** Start **

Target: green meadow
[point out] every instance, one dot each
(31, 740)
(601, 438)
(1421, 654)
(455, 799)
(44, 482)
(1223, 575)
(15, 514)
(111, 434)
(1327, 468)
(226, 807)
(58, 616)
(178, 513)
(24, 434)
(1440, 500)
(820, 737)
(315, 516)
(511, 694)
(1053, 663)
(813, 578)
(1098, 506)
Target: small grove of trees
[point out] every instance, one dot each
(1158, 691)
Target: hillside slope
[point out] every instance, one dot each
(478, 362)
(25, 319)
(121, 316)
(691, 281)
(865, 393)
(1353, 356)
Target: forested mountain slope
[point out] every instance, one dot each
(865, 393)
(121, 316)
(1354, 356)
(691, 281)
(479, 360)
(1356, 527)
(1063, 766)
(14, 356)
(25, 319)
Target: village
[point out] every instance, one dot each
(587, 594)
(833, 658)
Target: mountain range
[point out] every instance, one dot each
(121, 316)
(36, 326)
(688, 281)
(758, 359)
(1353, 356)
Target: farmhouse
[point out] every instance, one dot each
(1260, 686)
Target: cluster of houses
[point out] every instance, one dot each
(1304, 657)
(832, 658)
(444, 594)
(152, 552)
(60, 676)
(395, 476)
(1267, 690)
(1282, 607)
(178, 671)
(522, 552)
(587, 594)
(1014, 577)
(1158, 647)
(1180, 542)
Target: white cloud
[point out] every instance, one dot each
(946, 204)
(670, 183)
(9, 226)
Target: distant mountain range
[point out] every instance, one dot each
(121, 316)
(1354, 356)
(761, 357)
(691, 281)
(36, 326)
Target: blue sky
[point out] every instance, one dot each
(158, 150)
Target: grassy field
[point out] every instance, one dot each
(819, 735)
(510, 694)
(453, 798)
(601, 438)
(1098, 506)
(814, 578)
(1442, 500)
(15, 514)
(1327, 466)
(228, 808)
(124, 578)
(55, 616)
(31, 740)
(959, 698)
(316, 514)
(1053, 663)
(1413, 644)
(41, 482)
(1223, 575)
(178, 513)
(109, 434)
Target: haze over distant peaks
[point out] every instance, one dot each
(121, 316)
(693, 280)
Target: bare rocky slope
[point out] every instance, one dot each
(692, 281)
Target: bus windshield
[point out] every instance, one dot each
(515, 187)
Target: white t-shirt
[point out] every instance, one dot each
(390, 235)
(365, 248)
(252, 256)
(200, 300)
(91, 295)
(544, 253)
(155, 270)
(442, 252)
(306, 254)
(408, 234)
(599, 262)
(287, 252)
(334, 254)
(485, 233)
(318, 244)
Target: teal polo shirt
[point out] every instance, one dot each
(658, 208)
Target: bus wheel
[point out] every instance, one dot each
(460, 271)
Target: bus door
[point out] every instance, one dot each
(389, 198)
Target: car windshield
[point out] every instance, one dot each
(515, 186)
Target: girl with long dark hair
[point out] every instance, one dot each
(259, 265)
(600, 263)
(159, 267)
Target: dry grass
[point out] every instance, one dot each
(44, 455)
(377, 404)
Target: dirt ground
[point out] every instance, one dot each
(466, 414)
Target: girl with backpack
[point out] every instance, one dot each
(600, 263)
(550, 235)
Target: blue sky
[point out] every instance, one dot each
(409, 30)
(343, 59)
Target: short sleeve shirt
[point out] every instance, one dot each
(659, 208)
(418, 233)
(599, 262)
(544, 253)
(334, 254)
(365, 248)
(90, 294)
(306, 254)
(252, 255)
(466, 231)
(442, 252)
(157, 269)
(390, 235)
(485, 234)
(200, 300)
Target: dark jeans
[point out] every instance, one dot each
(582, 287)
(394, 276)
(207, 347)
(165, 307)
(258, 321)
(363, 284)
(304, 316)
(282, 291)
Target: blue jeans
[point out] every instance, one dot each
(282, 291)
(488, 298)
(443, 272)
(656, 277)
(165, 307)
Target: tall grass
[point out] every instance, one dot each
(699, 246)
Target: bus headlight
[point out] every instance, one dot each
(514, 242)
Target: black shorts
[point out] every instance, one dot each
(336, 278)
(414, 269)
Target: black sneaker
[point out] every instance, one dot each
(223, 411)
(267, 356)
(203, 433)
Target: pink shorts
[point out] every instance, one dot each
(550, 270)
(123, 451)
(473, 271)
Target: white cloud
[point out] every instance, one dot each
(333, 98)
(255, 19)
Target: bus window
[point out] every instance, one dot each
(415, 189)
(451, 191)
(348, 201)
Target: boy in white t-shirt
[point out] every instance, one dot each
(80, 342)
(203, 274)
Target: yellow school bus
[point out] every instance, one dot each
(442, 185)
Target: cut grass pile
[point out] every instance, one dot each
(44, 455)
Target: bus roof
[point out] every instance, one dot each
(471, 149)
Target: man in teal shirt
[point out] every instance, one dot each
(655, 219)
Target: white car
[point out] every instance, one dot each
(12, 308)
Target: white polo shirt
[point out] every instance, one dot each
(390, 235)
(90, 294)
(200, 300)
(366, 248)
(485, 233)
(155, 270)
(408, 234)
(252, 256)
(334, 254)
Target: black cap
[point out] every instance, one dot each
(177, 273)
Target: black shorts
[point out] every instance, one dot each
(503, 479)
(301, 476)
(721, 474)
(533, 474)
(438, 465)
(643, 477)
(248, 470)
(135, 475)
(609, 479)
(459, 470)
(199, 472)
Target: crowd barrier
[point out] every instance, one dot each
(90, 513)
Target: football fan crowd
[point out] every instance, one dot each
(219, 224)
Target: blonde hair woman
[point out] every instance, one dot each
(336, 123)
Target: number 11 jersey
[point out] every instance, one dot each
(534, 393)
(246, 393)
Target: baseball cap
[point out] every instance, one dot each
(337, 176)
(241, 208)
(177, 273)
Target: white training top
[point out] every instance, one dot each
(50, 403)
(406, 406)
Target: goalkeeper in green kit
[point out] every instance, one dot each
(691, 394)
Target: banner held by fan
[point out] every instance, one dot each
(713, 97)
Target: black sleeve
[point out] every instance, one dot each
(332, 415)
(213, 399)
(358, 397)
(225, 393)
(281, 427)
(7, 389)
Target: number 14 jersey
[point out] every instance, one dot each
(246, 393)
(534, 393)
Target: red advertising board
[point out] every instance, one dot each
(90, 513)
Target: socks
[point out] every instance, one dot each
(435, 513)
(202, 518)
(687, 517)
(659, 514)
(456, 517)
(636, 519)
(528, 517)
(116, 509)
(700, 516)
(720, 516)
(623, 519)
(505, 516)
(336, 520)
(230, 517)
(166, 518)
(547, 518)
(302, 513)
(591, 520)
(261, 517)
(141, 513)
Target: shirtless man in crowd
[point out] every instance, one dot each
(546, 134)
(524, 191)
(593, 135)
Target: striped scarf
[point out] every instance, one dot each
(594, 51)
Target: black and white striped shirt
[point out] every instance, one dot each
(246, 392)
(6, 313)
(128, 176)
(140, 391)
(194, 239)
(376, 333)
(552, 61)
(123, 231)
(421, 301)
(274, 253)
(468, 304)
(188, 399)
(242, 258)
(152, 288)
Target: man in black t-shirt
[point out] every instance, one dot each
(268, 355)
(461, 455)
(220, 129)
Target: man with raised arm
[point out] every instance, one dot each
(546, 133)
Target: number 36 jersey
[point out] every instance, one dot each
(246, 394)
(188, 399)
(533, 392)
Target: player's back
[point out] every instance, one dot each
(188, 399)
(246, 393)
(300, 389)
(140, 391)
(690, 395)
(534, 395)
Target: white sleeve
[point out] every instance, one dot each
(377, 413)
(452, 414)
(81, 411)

** End **

WORK REQUIRED:
Make an exact copy of every entry.

EXERCISE RESPONSE:
Target: green meadow
[point out] every instance, one dot each
(31, 740)
(601, 438)
(1421, 654)
(455, 799)
(44, 482)
(1223, 575)
(15, 514)
(111, 434)
(1327, 468)
(226, 807)
(58, 616)
(178, 513)
(24, 434)
(1440, 500)
(820, 737)
(315, 516)
(511, 694)
(1053, 663)
(813, 578)
(1098, 506)
Target: small grove of trees
[point out] every instance, one dot each
(1158, 691)
Target: hillside slope
[point out] every instance, one dot each
(478, 362)
(25, 319)
(121, 316)
(691, 281)
(865, 393)
(1353, 356)
Target: forested mountain slope
[point out] every instance, one dot each
(865, 393)
(121, 316)
(1354, 356)
(691, 281)
(479, 360)
(1356, 527)
(1063, 766)
(14, 356)
(25, 319)
Target: village
[point out] every instance, one dot each
(587, 594)
(833, 658)
Target: mountain range
[point out] every instance, one dot each
(121, 316)
(36, 326)
(688, 281)
(758, 359)
(1353, 356)
Target: farmhouse
[point out] every instance, one dot each
(1260, 686)
Target: cluster of houses
[point out] every instance, one dot each
(1304, 657)
(832, 658)
(444, 594)
(152, 552)
(60, 676)
(395, 476)
(1267, 690)
(1282, 607)
(178, 671)
(522, 552)
(587, 594)
(1014, 577)
(1158, 647)
(1180, 542)
Target: white cloud
[point out] every instance, one dot each
(946, 204)
(670, 183)
(9, 226)
Target: distant mountain range
[point out] every instance, one dot each
(121, 316)
(1354, 356)
(761, 357)
(691, 281)
(36, 326)
Target: blue sky
[point out] every instance, one dot each
(158, 150)
Target: grassy field
[point out] every instance, one dot each
(819, 735)
(510, 694)
(453, 798)
(601, 438)
(1098, 506)
(814, 578)
(1442, 500)
(15, 514)
(1327, 466)
(228, 808)
(124, 578)
(55, 616)
(31, 740)
(959, 698)
(316, 514)
(1053, 663)
(1413, 644)
(41, 482)
(1223, 575)
(178, 513)
(109, 434)
Target: haze over distant peaks
[point out] every instance, one dot each
(121, 316)
(693, 280)
Target: bare rocky slope
[point out] every instance, one dot each
(692, 281)
Target: bus windshield
[point out] every instance, one dot each
(515, 187)
Target: white t-shirt
[point out] every instance, one dot each
(390, 235)
(365, 248)
(252, 256)
(200, 300)
(91, 295)
(544, 253)
(155, 270)
(442, 252)
(306, 254)
(408, 234)
(599, 262)
(287, 252)
(334, 254)
(485, 233)
(318, 244)
Target: teal polo shirt
[point out] every instance, one dot each
(658, 208)
Target: bus wheel
[point out] every instance, one dot each
(460, 271)
Target: bus door
[point out] every instance, one dot each
(389, 198)
Target: car windshield
[point out] every instance, one dot each
(515, 186)
Target: girl with long dark hair
[point out] every instance, one dot each
(259, 265)
(600, 263)
(159, 267)
Target: dry grass
[point out] every instance, one dot each
(44, 455)
(377, 404)
Target: dirt ground
[point out] every instance, one dot each
(466, 414)
Target: girl with backpack
[point out] every instance, one dot each
(600, 263)
(550, 235)
Target: blue sky
[point out] every instance, one dot each
(409, 30)
(343, 59)
Target: short sleeve shirt
[point out] every instance, one dot each
(659, 208)
(418, 233)
(599, 262)
(544, 253)
(334, 254)
(365, 248)
(90, 294)
(306, 254)
(252, 255)
(466, 231)
(442, 252)
(157, 269)
(390, 235)
(485, 234)
(200, 300)
Target: dark jeans
[point out] every instance, one dot each
(582, 287)
(394, 276)
(207, 347)
(165, 307)
(258, 321)
(363, 284)
(304, 316)
(282, 291)
Target: blue jeans
[point out] every instance, one dot each
(282, 291)
(488, 298)
(443, 272)
(656, 277)
(165, 307)
Target: tall grass
[point out] every instance, one dot each
(699, 246)
Target: bus headlight
[point out] every instance, one dot each
(514, 242)
Target: black shorts
[point out] every instance, one dot each
(336, 278)
(414, 269)
Target: black sneaker
[point out] every instance, one dot each
(223, 411)
(267, 356)
(203, 433)
Target: pink shorts
[point out] every instance, one dot each
(550, 270)
(123, 451)
(473, 271)
Target: white cloud
[point out] every instance, one dot each
(333, 98)
(255, 19)
Target: bus window
[point out] every instance, one dot each
(415, 189)
(451, 191)
(348, 201)
Target: boy in white t-shirt
[point out] every instance, one dot each
(80, 342)
(203, 274)
Target: yellow school bus
[point out] every instance, one dot each
(442, 185)
Target: cut grass pile
[point out] every instance, one dot each
(44, 455)
Target: bus roof
[point out] every instance, one dot each
(471, 149)
Target: man in teal shirt
[point out] every instance, one dot each
(655, 219)
Target: white car
[point out] every instance, one dot each
(12, 308)
Target: white polo shirt
[point out] every instance, one dot each
(390, 235)
(90, 294)
(200, 300)
(366, 248)
(485, 233)
(155, 270)
(408, 234)
(252, 256)
(334, 254)
Target: black cap
[point out] every instance, one dot each
(177, 273)
Target: black shorts
[point out] every instance, one dot each
(503, 479)
(301, 476)
(721, 474)
(533, 474)
(438, 465)
(643, 477)
(248, 470)
(135, 475)
(609, 479)
(459, 470)
(199, 472)
Target: crowd barrier
[point out] every instance, one dot each
(90, 513)
Target: football fan crowd
[point out] every instance, one dot each
(219, 224)
Target: blonde hair woman
[point out] every instance, one dot each
(336, 123)
Target: number 11 jersey
[point out] every instance, one dot each
(534, 393)
(246, 393)
Target: baseball cap
[point out] every instance, one dot each
(337, 176)
(241, 208)
(177, 273)
Target: white training top
[point out] every instance, one dot each
(50, 403)
(406, 406)
Target: goalkeeper in green kit
[point out] every instance, one dot each
(691, 394)
Target: banner held by fan
[point out] every instance, one dot each
(713, 97)
Target: black sleeve
[point out] every instance, one dot each
(332, 415)
(213, 399)
(358, 397)
(225, 393)
(281, 427)
(7, 389)
Target: number 14 jersey
[point out] every instance, one dot each
(246, 393)
(534, 393)
Target: red advertising board
[point out] every instance, one dot each
(90, 513)
Target: socks
[point out] every instance, one dot each
(435, 513)
(202, 518)
(687, 517)
(659, 514)
(456, 517)
(636, 519)
(528, 517)
(116, 509)
(700, 516)
(720, 516)
(623, 519)
(505, 516)
(336, 520)
(230, 517)
(166, 518)
(547, 518)
(302, 513)
(591, 520)
(261, 517)
(141, 513)
Target: shirtless man in crowd
[point out] every instance, one dot each
(546, 134)
(524, 191)
(593, 135)
Target: striped scarf
[point out] every instance, one dot each
(594, 51)
Target: black and white striped shirt
[point out] every instance, one dot each
(246, 392)
(6, 313)
(128, 176)
(140, 391)
(194, 239)
(376, 333)
(552, 61)
(123, 231)
(421, 301)
(274, 253)
(468, 304)
(188, 399)
(242, 258)
(152, 288)
Target: man in black t-shirt
[point out] every instance, one dot each
(268, 355)
(461, 455)
(220, 129)
Target: man with raised arm
[point out] every instance, one dot each
(546, 133)
Target: number 36 jersey
[point out] every instance, one dot each
(246, 394)
(188, 399)
(533, 392)
Target: player's back
[point out] every instance, one dot each
(188, 399)
(246, 393)
(300, 389)
(140, 391)
(690, 395)
(534, 395)
Target: white sleeve
[point out] every instance, one dot each
(377, 413)
(452, 414)
(81, 411)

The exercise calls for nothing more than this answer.